Work to do:
Arrange every line of the records below as a numbered list, omitting any blank lines.

Extracted data:
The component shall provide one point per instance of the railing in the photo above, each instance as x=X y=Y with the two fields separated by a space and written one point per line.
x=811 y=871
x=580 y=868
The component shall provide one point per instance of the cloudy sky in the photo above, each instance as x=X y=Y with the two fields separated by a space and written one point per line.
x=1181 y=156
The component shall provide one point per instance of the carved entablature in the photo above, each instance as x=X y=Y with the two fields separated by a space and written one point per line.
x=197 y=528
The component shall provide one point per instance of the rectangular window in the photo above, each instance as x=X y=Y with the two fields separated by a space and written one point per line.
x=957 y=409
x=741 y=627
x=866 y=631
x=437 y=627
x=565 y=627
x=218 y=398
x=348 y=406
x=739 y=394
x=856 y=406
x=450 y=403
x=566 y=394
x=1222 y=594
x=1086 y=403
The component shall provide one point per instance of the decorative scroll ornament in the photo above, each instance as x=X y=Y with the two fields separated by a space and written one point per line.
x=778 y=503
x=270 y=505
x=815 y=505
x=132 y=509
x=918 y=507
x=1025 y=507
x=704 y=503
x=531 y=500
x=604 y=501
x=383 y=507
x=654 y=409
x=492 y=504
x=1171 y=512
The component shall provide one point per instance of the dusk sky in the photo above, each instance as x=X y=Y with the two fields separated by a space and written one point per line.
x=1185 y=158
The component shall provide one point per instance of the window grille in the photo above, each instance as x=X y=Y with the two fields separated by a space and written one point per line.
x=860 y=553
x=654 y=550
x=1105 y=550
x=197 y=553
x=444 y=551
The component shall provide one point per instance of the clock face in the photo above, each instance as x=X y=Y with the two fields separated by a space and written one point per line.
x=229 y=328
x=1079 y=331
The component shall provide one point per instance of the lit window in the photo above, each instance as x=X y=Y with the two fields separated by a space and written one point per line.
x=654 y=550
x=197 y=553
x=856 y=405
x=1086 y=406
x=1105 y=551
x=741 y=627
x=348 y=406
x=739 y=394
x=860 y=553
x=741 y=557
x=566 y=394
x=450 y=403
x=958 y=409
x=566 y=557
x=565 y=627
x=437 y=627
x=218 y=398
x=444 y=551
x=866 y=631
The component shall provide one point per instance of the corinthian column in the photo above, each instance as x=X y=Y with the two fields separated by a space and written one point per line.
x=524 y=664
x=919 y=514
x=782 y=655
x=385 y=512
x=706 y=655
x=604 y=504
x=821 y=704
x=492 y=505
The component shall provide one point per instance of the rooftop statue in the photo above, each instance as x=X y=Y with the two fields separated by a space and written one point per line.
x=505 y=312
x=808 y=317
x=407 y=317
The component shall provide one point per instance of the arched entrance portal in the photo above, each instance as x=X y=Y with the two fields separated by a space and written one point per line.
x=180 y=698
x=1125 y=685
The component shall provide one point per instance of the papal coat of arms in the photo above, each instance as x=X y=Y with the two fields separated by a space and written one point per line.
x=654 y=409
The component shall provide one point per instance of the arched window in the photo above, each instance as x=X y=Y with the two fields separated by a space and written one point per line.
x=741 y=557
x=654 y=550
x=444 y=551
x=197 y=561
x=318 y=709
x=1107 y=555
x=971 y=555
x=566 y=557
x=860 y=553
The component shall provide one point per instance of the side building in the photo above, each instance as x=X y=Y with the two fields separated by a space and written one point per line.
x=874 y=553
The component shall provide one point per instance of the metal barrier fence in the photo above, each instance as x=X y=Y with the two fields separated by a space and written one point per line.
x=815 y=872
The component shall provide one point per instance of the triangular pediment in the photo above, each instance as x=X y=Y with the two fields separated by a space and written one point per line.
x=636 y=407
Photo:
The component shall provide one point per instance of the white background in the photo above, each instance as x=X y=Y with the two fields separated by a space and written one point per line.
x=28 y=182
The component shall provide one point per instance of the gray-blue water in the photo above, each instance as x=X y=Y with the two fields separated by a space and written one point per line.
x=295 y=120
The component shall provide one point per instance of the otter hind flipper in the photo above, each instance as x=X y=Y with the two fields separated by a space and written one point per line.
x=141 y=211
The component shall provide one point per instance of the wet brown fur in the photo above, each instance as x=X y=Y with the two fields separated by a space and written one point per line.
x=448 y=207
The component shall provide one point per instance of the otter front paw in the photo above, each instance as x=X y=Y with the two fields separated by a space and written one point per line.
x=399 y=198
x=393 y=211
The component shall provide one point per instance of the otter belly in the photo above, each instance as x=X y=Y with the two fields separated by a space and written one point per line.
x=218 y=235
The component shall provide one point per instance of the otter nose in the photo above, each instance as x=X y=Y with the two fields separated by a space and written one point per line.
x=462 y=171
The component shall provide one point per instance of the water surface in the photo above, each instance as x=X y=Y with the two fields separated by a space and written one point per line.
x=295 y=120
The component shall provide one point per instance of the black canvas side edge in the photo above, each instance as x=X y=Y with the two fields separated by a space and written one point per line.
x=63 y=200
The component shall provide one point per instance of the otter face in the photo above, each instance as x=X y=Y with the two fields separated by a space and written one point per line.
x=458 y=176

Solution:
1. The component shall provide one point per instance of the railing in the photo above, each instance as x=X y=Y with the two fields separated by a space and written one point per line.
2. x=811 y=871
3. x=580 y=868
4. The component shall provide one point per instance of the cloudy sky in the photo above, each instance as x=X y=Y with the two fields separated by a space and written one point per line.
5. x=1181 y=156
6. The component shall provide one point per instance of the carved entablature in the photo above, each instance as x=X y=Y with the two fields separated by a space and written one point per line.
7. x=197 y=528
8. The component shall provide one point per instance of the rectangular window in the photo above, each instance as x=X y=Y with the two fields separated by a space and written one point per line.
9. x=957 y=409
10. x=741 y=627
11. x=866 y=631
12. x=437 y=627
13. x=565 y=627
14. x=218 y=398
15. x=348 y=406
16. x=739 y=394
17. x=856 y=406
18. x=450 y=403
19. x=566 y=394
20. x=1222 y=594
21. x=1086 y=403
22. The component shall provide one point per instance of the decorative scroll ornament in the photo above, each instance as x=X y=Y with the two fields separated by a space and written one point per line.
23. x=778 y=503
24. x=270 y=505
25. x=815 y=505
26. x=132 y=509
27. x=918 y=507
28. x=1025 y=507
29. x=704 y=503
30. x=531 y=500
31. x=604 y=501
32. x=383 y=507
33. x=654 y=409
34. x=492 y=504
35. x=1171 y=512
36. The component shall provide one point per instance of the dusk sky in the photo above, each instance as x=X y=Y with the two fields separated by a space and written one point per line.
37. x=1185 y=158
38. The component shall provide one point per instance of the window grille in the photo above, each instance as x=X y=Y with the two fields separated by a space and written one point per line.
39. x=860 y=553
40. x=654 y=550
41. x=1105 y=550
42. x=197 y=553
43. x=444 y=551
44. The component shall provide one point per instance of the clock face in the photo above, each instance as x=X y=Y with the two fields separated by a space and written one point per line.
45. x=229 y=328
46. x=1079 y=331
47. The component shall provide one point per instance of the lit window in the photo above, each instance as x=X y=Y with the two fields separated by a space and written one point per line.
48. x=654 y=550
49. x=197 y=553
50. x=856 y=405
51. x=1086 y=406
52. x=1105 y=551
53. x=741 y=627
54. x=348 y=406
55. x=739 y=394
56. x=860 y=553
57. x=741 y=557
58. x=566 y=394
59. x=450 y=403
60. x=958 y=409
61. x=566 y=557
62. x=565 y=627
63. x=437 y=627
64. x=218 y=398
65. x=444 y=551
66. x=866 y=631
67. The component shall provide one point per instance of the corinthian column in the photo above, each instance as x=X y=Y with the two fields separated by a space and written one point per line.
68. x=524 y=664
69. x=919 y=514
70. x=782 y=655
71. x=385 y=512
72. x=706 y=655
73. x=604 y=504
74. x=821 y=704
75. x=492 y=505
76. The component shall provide one point per instance of the rooftop statue in the photo above, each instance as x=X y=Y with the two fields separated by a space and written one point per line.
77. x=505 y=312
78. x=808 y=317
79. x=407 y=317
80. The component shall provide one point per instance of the arched entrance portal in the photo above, each instance as x=X y=Y with the two fields separated by a space and written one point per line.
81. x=180 y=698
82. x=1125 y=685
83. The component shall provide one point per instance of the papal coat of arms in the photo above, each instance as x=X y=Y with the two fields separated by a space and written one point per line.
84. x=654 y=409
85. The component shall provide one point per instance of the arched window in the photo above, each instance as x=X y=Y with the two fields separated by a space and written one point per line.
86. x=741 y=557
87. x=654 y=550
88. x=444 y=551
89. x=197 y=561
90. x=318 y=709
91. x=1107 y=555
92. x=971 y=555
93. x=566 y=557
94. x=860 y=553
95. The component shall provide one point per instance of the side building in the photo above, each instance as x=X y=Y with the two fields separated by a space and written one point per line.
96. x=874 y=553
97. The component shall provide one point per instance of the metal barrier fence in the photo above, each instance as x=X y=Y with the two fields separated by a space and written one point per line.
98. x=815 y=872
99. The component shall provide one point per instance of the triangular pediment in the photo above, each instance as x=X y=Y with the two fields separated by a space and written one point per line.
100. x=636 y=407
101. Photo:
102. The component shall provide one point per instance of the white background in the photo above, each instance as x=X y=Y with the two fields separated by a space and written one point per line.
103. x=28 y=182
104. The component shall provide one point per instance of the gray-blue water in the photo above, each instance as x=X y=Y with the two fields separated by a space and written one point per line.
105. x=295 y=120
106. The component shall provide one point per instance of the otter hind flipper in the photo above, each instance as x=X y=Y with the two fields separated by a space and written one point per line.
107. x=141 y=211
108. The component shall provide one point per instance of the wet brown fur in the photo above, each instance as x=X y=Y with the two fields separated by a space and written one point per line.
109. x=448 y=207
110. The component shall provide one point per instance of the otter front paw in the photo above, each instance as x=X y=Y with the two fields separated by a space and written one point per line.
111. x=399 y=198
112. x=393 y=211
113. The component shall provide one point per instance of the otter belly in the photo above, each instance as x=X y=Y with the two fields separated by a space and written one point per line.
114. x=218 y=235
115. The component shall provide one point per instance of the otter nose in the photo above, each instance as x=X y=Y with the two fields separated by a space and written one point per line.
116. x=462 y=171
117. The component shall provide one point per instance of the water surface in the photo above, each instance as x=X y=Y with the two fields separated by a space and written one point per line.
118. x=295 y=120
119. The component shall provide one point per instance of the black canvas side edge in the photo above, each instance as x=X y=Y with the two fields separated by a space and written one point per line.
120. x=63 y=200
121. The component shall provide one point per instance of the otter face in the photo above, each instance as x=X y=Y with the two fields separated by a space and written one point per line.
122. x=458 y=176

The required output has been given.